Instruction A:
In the rows, take the part running from the line containing "Expected behaviour: for every instance of the pile" through the end of the rows, and write it out again with "biggest" substituted by "largest" throughout, leaving everything else unchanged.

------ Selected excerpt ------

High School  Mathematics-Physics SMILE Meeting
20 April 2004
Notes Prepared by Porter Johnson
Marilynn Stone and Don Kanner  [Lane Tech HS, Physics]         Dropping Weights through Pipes
took a brass weight, and held a copper pipe [about 2.5 cm in diameter and 1.5 meters long] vertically with the bottom just above the floor.  She dropped the brass weight through the pipe, and it hit the floor less than 1 second later, according to our estimates.  Then she dropped a strong magnet of about the same size through the pipe, and it took an estimated 8 seconds to hit the floor.  How come?  The slow-down was caused by eddy currents set up in the pipe by the moving magnet, which produced an upward force on the magnet.  She passed the magnet and pipe around the room, and we each looked down the pipe with fascination as the magnet slowly drifted down the pipe.  Don Kanner then asked whether the size and material constitution of the pipe made any difference in the motion. He dropped the weight through a slightly larger copper pipe, and we noticed that it got to the ground more quickly. He also dropped a cow magnet through the same pipe -- the cow magnet fell more quickly, because it produced a weaker field (in proportion to its weight) than the original magnet.  What about putting the smaller pipe concentrically inside the larger pipe?  We observed that the original magnet took longer to fall through the two pipe system, in comparison with falling through only one of the pipes.  Why?  The eddy currents induced in each pipe produced a stronger upward force on the magnet.  We next took these measurements for the various cases:
CaseTime for Fall
Brass weight inside (2.5 cm) Cu pipe    0.58 sec
Cow Magnet inside (2.5cm) Cu pipe  0.6 sec
Cow Magnet inside concentric Cu pipes  1.7 sec
Strong magnet inside 4 cm Al pipe  3.0 sec
Strong magnet inside 2.5 cm Cu pipe  7.7 sec
Strong magnet inside concentric Cu pipes 11.3 sec

A "pipe drop" was preformed by the late Alex Juniewicz at the SMILE meeting of 30 September 1997:  ph930.htm.

Bill Blunk took an aluminum parking token [valid in parking meters throughout the mighty metropolis of Great Falls, Montana], and dropped it through the gap between the two small magnets. The token passed slowly through the field region, and then fell tot he floor.  Interesting!  For more details see the writeup of the the SMILE meeting of 08 September 1998ph090898.htm

Thanks for "dropping in", Marilynn and Don!

------ Recorded data ------

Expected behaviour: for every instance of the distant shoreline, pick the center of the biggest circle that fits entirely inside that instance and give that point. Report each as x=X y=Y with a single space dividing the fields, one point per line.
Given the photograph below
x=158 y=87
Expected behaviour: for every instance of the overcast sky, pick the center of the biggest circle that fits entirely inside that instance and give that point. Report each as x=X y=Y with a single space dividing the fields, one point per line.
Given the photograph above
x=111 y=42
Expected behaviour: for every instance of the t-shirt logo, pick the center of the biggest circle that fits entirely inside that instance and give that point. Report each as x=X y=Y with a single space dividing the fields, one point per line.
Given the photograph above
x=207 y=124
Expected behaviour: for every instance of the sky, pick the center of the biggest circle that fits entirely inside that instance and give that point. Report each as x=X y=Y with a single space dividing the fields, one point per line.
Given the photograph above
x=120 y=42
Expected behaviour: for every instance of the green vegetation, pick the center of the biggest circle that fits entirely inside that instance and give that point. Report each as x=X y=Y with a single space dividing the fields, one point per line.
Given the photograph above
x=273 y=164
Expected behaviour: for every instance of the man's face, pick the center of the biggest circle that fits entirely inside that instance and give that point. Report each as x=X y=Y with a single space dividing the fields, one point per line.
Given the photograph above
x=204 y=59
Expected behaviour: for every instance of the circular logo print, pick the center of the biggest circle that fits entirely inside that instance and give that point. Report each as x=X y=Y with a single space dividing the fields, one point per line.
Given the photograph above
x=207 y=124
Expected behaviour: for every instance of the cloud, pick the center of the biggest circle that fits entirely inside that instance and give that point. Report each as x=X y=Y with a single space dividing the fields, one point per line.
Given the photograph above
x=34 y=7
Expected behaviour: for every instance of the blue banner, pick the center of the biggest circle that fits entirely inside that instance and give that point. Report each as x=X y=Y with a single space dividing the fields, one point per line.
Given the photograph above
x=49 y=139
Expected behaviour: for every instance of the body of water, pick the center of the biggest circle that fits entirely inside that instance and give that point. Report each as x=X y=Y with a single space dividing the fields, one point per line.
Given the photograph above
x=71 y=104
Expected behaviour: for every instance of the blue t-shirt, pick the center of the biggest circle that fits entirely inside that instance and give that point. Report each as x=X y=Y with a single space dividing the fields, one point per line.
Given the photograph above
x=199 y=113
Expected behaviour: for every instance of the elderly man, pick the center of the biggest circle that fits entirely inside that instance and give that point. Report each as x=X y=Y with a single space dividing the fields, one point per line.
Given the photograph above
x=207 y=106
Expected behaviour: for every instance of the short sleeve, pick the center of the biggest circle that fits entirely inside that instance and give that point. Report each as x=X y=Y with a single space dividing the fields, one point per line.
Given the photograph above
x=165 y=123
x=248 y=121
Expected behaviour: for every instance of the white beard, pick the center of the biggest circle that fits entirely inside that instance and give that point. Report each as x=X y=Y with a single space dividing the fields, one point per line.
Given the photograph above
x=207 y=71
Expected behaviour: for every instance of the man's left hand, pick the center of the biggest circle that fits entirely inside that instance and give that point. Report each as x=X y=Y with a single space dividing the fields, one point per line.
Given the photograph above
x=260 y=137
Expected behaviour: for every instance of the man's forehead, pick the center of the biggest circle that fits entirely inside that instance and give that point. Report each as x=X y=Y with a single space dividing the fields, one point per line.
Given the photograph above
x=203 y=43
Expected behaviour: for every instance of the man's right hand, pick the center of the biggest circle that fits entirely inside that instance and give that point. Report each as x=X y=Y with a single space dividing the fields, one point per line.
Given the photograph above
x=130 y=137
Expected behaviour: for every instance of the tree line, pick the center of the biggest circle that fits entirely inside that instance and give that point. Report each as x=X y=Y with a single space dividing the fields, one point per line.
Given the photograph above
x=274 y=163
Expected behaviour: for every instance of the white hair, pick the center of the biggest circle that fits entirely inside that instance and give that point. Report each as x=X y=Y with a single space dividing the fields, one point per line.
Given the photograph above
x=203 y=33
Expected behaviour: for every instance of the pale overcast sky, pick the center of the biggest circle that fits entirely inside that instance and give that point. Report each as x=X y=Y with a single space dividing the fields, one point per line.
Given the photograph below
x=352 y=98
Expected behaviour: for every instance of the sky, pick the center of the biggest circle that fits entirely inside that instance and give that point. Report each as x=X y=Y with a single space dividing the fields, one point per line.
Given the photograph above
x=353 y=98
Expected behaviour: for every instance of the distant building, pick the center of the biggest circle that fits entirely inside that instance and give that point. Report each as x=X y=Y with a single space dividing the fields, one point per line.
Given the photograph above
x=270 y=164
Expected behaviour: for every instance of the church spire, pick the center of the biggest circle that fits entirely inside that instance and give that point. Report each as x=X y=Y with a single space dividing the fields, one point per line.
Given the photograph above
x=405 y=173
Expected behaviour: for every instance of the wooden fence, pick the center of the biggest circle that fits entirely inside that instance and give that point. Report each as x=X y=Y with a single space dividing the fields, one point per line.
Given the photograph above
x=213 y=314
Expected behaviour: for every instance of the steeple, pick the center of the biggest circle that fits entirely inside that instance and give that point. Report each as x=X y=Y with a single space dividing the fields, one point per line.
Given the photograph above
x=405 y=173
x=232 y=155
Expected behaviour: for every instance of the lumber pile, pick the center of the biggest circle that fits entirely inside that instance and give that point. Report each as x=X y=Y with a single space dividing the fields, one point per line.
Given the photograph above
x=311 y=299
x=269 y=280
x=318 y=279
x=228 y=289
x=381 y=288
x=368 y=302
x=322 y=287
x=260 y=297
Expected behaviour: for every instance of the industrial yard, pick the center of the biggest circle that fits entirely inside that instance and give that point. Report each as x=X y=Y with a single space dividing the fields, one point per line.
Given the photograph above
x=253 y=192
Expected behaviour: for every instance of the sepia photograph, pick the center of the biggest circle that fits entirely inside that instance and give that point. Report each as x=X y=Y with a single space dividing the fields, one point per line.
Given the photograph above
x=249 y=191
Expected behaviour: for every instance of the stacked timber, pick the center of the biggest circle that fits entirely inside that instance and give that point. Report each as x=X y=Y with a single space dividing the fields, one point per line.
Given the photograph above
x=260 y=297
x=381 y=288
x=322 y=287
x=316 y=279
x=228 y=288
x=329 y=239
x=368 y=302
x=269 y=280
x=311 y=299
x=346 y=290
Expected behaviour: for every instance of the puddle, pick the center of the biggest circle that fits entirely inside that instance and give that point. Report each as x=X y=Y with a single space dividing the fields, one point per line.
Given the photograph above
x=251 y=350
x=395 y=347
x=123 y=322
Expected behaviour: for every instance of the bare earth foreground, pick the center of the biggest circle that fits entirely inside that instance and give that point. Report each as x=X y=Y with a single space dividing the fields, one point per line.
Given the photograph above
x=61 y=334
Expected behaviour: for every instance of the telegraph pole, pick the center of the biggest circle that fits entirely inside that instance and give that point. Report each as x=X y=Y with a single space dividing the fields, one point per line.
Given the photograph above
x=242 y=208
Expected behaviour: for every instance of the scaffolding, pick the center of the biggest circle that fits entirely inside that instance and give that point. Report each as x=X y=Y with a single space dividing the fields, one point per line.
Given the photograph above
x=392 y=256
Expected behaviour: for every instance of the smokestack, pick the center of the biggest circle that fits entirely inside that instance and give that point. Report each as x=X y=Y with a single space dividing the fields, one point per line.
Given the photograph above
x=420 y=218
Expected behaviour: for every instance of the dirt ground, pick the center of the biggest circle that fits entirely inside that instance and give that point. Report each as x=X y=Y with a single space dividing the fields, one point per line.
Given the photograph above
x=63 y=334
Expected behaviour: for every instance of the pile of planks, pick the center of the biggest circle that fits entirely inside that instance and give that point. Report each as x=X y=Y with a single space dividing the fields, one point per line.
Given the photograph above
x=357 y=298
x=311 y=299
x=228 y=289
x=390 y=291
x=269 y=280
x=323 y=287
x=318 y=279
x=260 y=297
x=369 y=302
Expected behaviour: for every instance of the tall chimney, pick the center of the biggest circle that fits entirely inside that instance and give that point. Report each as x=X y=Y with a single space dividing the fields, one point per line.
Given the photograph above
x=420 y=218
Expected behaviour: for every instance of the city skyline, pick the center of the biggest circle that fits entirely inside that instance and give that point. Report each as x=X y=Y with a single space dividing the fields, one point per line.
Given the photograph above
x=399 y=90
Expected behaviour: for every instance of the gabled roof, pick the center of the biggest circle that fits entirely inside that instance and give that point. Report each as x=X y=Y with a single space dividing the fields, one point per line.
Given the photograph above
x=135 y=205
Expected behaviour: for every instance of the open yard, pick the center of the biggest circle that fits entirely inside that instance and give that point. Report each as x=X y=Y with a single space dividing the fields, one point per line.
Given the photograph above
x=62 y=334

------

Instruction B:
Proceed with the meeting notes on dropping weights and magnets through pipes, picking up after their final line.

Response A:
Expected behaviour: for every instance of the pile of planks, pick the center of the largest circle that fits entirely inside that instance and give that point. Report each as x=X y=Y with a single space dividing the fields, one point per line.
Given the photograph above
x=357 y=298
x=311 y=299
x=228 y=289
x=390 y=291
x=269 y=280
x=323 y=287
x=318 y=279
x=260 y=297
x=369 y=302
Expected behaviour: for every instance of the tall chimney, pick the center of the largest circle that fits entirely inside that instance and give that point. Report each as x=X y=Y with a single space dividing the fields, one point per line.
Given the photograph above
x=420 y=218
Expected behaviour: for every instance of the city skyline, pick the center of the largest circle that fits entirely inside that instance and give that point. Report each as x=X y=Y with a single space dividing the fields, one point per line.
Given the photograph above
x=399 y=90
Expected behaviour: for every instance of the gabled roof, pick the center of the largest circle that fits entirely inside that instance and give that point. Report each as x=X y=Y with a single space dividing the fields, one point per line.
Given the photograph above
x=135 y=205
Expected behaviour: for every instance of the open yard, pick the center of the largest circle that fits entirely inside that instance and give that point. Report each as x=X y=Y with a single space dividing the fields, one point per line.
Given the photograph above
x=62 y=334

Response B:
John Bozovsky [Chicago Discovery Academy: Bowen HS, Physics]         Rocket Altitude Measurement
is a physics teacher who, for decades, has motivated his students' interest in physics by getting them involved with model rockets.  Why can design construct, and send a model rocket to the highest altitude, h?  Which raises the question:  how can students measure h for their rockets? (handout)  John explained that, in practice, it is rather difficult to measure h, since the rocket seldom goes straight up from the launch point, but tends to wander off in some direction or another.  With the aide of a colorful 3-D scale model to show the geometry of the situation clearly, he showed us how to find h using two observers, A and B, positioned at each end of a baseline of length AB, laid out on the floor (presumed level) ahead of time.  Two large circles (about 1.5 meter radius) are drawn on the floor centered at A and B at each end as well.  When the rocket reaches its highest altitude (zenith) at the position, Z, in space, observer A uses his Astrolabe [http://www.astrolabes.org/astrolab.htm] to record the angle, c, above floor level of the rocket, as shown:

                               Z  (rocket zenith)       Z     
 (vertical plane)            . |                        | . (different vertical plane)
                           .   |                        |   .
                         .     |  h                 h   |     .
                       .   c   |                        |    d  .
                      A--------X                        X-------- B
(X is the point on the ground directly below Z. Similarly, observer B uses his astrolabe to record angle d.) Observer A -- immediately after recording the angle c on his astrolabe -- moves his astrolabe vertically downward to point toward X at floor level, and places a mark on his circle to enable measurement of angle a, with a protractor, which he does, as shown in the diagram below.  Similarly, B marks his circle and measures angle b.
                              X         (projection of location of rocket
                             .   .       maximum height onto the ground)
                            .       .
 (plane of ground)         . a     b   .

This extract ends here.